### DO THIS:
Copy each of the records below word for word, omitting the picture.

### MATERIAL FOR THIS TASK:
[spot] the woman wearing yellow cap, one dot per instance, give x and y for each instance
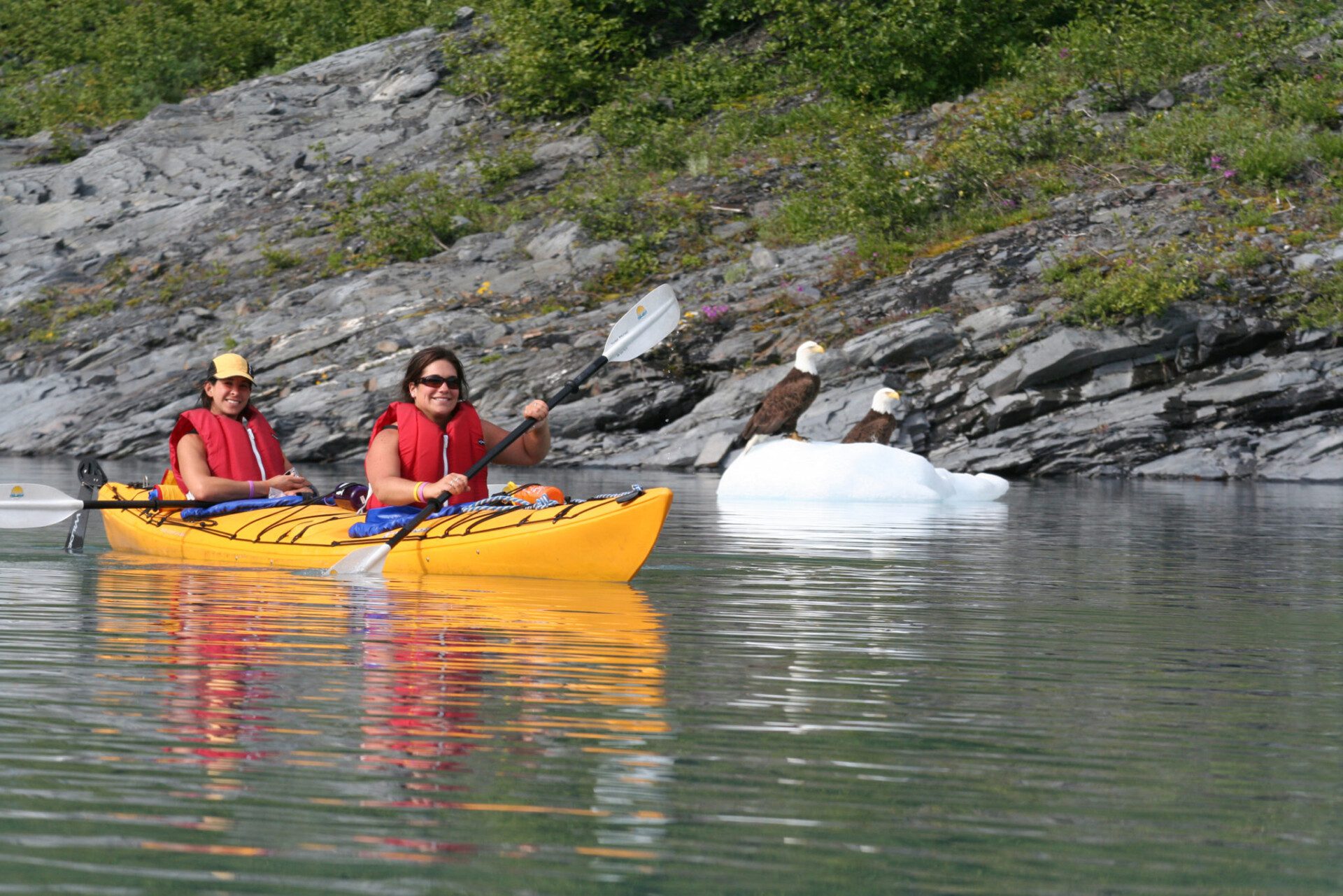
(225, 449)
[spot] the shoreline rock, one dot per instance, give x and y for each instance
(991, 379)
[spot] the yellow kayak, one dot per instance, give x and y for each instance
(598, 541)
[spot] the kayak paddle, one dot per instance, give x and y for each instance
(26, 506)
(92, 478)
(639, 329)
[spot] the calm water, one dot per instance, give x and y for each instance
(1084, 688)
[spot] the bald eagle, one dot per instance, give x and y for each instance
(778, 411)
(880, 422)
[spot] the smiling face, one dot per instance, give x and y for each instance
(436, 404)
(229, 397)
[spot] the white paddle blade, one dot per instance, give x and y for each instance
(24, 506)
(363, 560)
(644, 325)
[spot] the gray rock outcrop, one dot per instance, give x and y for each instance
(192, 233)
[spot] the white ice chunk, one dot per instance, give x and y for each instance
(786, 469)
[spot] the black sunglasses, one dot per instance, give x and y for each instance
(434, 382)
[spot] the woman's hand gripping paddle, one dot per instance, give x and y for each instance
(639, 329)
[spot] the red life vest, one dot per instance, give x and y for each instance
(239, 450)
(423, 446)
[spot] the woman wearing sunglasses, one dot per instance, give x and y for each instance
(423, 443)
(225, 449)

### TASK OUTPUT:
[spot] the woman wearing yellow cap, one dot per instance, give x and y for each instance
(225, 449)
[spot] the shoreline rock, one dot per instance, give x and y for each instance
(991, 379)
[spot] the yellow kayak, one dot per instance, give x and y for each instance
(598, 541)
[spot] the kayak paddle, one dot per instance, give x and y for each instance
(26, 506)
(92, 478)
(639, 329)
[spot] the calm water, one dot per instance, give x and y for each instance
(1084, 688)
[spot] the bald eagle, one dot per instance, give x and y for each instance
(778, 411)
(880, 422)
[spot] the smiling face, one dot per instance, give x and y for each instance
(436, 404)
(229, 397)
[spot] the white paddle blade, one dot per instance, give x and y for each instance
(24, 506)
(363, 560)
(644, 325)
[spot] the gray rock outcrop, one dot per instance, give x and y for each instance
(192, 233)
[spot] the white ice chunk, one dot per instance, give x and y for each instance
(786, 469)
[spot] the black sunglasses, one dot per instance, give x and y for each instance
(434, 382)
[spot] the woman's hand gripping paddle, one dot per instance, give x and y for each instance
(639, 329)
[spot] the red life vest, one dot per instance, give x and y for each instance
(239, 450)
(423, 446)
[spot] the woman wearing sunglasses, one dot per instance, give x and y for each instance
(423, 443)
(225, 449)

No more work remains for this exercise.